Stated exercise :: Pick out and copy every line of the records containing the word "front". Treat case as significant.

[Coordinate labeling data]

____

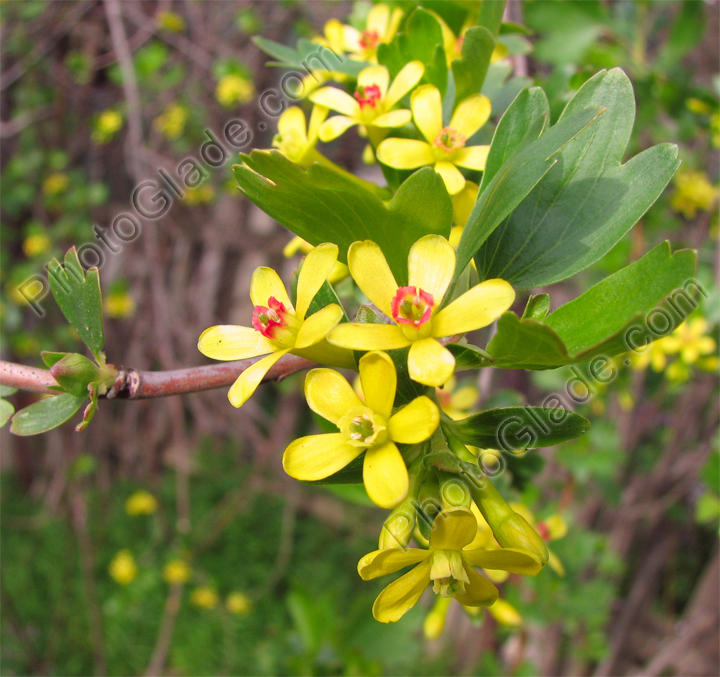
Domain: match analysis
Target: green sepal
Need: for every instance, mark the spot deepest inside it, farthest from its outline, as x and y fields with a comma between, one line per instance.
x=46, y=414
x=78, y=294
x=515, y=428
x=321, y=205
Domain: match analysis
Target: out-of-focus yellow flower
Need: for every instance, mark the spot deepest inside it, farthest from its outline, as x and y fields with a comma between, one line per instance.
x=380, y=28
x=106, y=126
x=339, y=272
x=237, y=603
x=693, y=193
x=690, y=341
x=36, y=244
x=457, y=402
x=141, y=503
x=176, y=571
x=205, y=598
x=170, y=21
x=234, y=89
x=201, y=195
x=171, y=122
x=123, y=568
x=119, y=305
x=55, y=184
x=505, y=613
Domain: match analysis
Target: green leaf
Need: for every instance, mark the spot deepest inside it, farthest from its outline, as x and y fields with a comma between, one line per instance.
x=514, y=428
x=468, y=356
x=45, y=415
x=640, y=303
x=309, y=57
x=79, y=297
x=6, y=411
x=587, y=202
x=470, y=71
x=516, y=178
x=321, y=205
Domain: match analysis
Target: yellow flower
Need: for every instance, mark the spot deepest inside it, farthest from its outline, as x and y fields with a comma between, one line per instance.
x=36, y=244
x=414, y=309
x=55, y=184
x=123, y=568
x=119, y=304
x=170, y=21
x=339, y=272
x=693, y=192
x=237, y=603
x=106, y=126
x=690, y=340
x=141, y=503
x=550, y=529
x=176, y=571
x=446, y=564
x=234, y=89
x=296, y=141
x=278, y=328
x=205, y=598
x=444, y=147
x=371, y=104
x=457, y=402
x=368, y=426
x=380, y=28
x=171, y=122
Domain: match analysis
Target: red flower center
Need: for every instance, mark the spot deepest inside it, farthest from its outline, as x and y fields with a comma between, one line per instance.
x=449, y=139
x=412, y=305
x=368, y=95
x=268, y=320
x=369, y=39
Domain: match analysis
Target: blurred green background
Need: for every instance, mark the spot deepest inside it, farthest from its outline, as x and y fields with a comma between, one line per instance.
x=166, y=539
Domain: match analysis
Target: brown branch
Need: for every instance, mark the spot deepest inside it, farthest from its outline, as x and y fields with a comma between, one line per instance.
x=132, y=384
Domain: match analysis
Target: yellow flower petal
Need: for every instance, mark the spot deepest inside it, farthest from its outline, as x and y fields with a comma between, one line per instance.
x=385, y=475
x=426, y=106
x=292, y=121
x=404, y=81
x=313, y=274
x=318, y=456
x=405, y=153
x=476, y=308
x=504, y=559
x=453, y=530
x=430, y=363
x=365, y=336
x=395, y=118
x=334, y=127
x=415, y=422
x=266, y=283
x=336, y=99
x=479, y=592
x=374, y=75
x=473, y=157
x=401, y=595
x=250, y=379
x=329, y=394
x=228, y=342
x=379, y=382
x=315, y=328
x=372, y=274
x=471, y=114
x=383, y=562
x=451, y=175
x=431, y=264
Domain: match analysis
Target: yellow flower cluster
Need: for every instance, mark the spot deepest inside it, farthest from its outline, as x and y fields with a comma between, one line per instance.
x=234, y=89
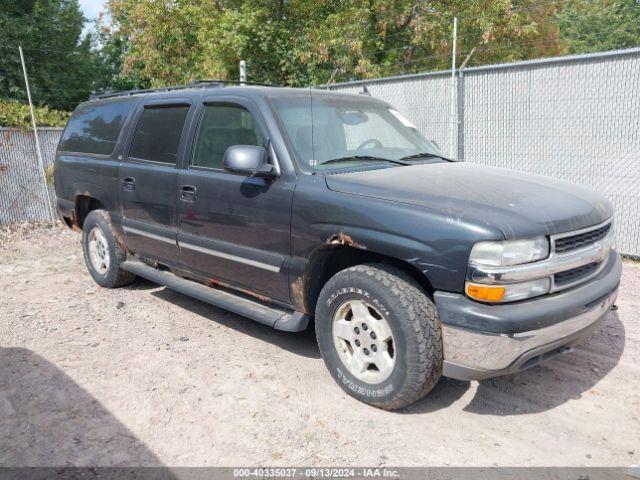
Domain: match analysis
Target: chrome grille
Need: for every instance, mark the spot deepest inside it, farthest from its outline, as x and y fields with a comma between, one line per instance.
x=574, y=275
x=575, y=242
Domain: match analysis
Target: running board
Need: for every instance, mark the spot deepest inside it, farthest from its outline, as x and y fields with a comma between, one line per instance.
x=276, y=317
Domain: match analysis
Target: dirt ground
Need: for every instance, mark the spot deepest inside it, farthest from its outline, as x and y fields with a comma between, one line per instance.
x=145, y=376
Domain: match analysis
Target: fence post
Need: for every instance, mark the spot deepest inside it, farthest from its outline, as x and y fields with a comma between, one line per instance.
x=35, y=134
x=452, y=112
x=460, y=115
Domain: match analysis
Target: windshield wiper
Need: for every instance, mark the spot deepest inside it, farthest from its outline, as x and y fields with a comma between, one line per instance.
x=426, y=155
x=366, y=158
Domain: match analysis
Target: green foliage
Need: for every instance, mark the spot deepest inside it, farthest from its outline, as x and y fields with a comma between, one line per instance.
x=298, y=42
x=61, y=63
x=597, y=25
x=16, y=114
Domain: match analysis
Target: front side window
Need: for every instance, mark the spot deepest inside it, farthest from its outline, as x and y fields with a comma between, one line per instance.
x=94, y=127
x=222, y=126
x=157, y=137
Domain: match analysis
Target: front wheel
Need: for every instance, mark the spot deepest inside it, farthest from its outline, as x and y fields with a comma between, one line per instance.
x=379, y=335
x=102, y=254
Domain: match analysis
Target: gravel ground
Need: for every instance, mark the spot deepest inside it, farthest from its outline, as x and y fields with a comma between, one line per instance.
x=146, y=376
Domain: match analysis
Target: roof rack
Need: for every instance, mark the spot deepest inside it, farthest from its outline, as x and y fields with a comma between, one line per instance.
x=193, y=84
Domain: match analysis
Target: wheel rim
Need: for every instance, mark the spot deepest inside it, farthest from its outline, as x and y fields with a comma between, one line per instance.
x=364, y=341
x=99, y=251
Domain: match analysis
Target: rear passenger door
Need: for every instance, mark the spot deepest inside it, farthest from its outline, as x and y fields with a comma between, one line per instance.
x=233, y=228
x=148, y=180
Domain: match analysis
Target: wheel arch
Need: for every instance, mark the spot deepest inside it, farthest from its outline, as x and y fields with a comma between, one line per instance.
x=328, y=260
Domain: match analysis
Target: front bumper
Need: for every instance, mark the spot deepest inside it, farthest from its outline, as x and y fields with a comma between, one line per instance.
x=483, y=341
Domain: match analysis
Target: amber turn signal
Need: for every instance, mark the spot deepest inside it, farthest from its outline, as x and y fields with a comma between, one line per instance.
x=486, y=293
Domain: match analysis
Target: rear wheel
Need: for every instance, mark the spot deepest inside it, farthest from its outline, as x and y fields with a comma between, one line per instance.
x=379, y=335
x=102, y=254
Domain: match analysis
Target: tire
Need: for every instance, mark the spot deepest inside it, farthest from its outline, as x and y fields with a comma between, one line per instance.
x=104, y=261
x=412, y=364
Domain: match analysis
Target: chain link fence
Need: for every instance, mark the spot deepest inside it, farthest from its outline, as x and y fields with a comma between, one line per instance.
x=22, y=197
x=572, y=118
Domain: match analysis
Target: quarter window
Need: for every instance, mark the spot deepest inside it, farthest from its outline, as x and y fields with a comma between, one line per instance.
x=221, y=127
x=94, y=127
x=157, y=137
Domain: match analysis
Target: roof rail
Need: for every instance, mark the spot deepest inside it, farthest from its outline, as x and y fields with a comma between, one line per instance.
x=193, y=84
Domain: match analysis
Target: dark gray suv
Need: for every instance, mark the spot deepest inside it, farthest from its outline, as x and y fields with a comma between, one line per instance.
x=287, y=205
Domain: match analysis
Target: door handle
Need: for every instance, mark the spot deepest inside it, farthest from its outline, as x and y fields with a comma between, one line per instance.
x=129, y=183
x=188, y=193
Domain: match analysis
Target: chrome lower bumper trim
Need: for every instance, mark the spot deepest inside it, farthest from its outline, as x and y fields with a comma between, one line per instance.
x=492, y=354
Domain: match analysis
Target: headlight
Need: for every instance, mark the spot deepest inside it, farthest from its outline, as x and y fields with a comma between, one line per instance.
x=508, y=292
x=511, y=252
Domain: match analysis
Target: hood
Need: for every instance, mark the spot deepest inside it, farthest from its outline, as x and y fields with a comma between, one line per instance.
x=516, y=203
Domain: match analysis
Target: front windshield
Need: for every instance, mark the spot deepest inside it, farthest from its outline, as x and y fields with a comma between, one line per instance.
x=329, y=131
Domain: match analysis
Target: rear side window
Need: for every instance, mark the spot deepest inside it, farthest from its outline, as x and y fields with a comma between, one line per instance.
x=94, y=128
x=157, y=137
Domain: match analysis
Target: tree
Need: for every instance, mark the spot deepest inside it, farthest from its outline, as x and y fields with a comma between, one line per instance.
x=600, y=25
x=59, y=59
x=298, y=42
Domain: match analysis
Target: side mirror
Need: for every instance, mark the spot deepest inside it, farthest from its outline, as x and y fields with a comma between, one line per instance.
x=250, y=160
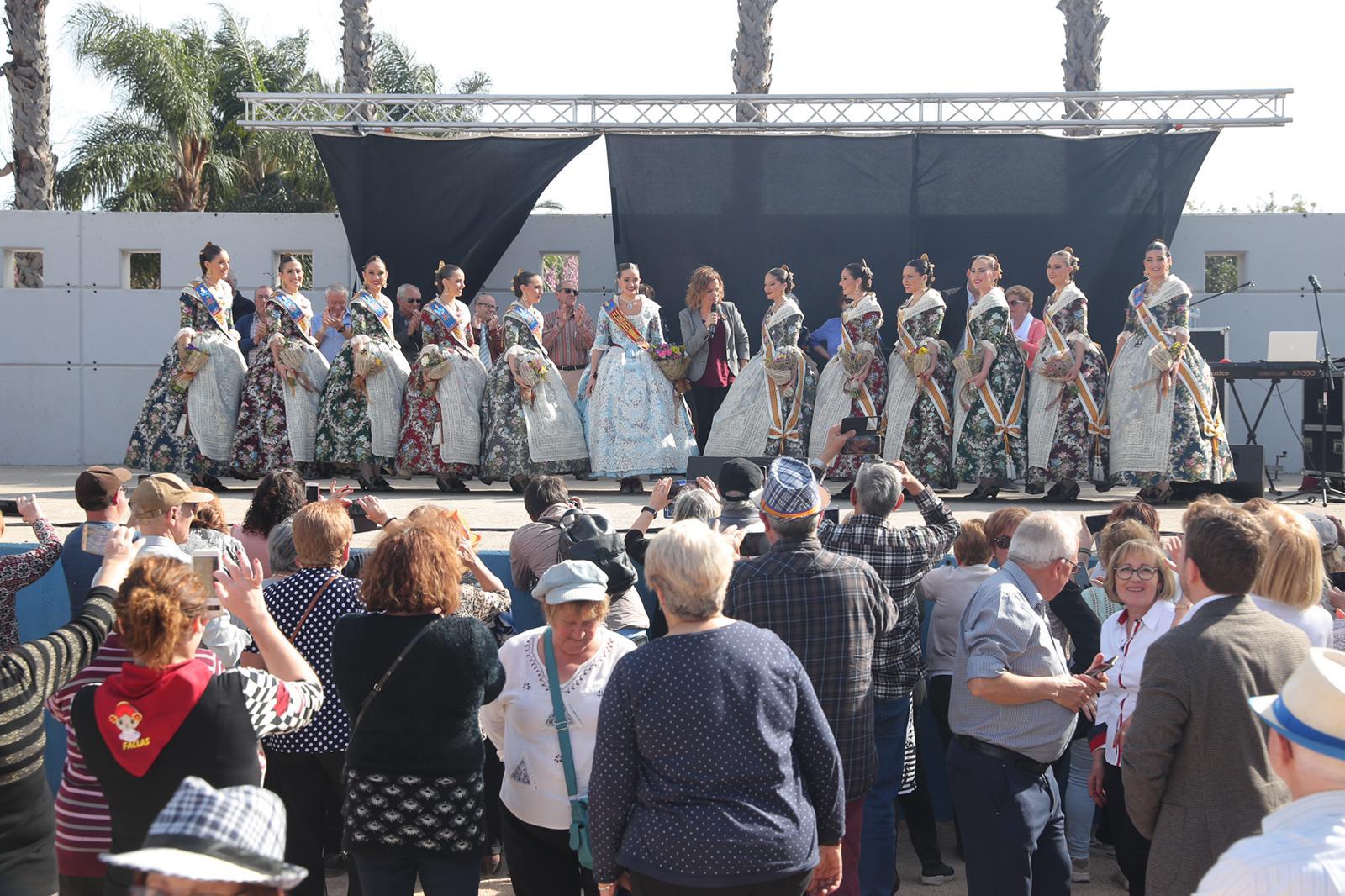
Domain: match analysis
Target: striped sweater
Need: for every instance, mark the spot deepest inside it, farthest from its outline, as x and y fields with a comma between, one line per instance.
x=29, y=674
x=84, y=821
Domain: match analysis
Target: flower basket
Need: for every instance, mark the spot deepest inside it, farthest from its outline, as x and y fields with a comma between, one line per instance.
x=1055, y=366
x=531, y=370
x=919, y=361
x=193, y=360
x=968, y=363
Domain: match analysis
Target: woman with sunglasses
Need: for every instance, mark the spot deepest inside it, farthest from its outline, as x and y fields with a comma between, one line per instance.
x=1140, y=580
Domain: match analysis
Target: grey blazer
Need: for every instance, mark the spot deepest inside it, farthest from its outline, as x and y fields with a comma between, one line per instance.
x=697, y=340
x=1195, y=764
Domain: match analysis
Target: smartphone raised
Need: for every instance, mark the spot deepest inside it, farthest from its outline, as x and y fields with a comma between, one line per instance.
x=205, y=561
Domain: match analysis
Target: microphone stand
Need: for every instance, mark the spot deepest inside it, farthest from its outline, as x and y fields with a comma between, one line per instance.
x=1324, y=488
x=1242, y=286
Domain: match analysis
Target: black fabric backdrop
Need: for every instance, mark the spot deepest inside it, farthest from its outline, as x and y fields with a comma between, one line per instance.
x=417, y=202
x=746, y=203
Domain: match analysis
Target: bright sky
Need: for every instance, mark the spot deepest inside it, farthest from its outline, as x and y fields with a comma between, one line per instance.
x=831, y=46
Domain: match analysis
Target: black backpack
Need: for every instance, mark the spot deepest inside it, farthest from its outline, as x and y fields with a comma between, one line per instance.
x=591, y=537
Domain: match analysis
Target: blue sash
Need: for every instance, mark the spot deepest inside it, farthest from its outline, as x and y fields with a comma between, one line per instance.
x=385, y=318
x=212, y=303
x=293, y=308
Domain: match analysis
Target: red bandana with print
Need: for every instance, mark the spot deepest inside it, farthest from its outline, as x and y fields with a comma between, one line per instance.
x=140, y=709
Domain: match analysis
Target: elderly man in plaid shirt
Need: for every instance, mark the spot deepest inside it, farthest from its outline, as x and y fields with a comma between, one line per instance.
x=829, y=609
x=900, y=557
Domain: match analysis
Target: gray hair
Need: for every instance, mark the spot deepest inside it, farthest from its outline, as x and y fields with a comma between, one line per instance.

____

Task solution ::
Target: front side window
Target: front wheel
Target: front bumper
Target: front windshield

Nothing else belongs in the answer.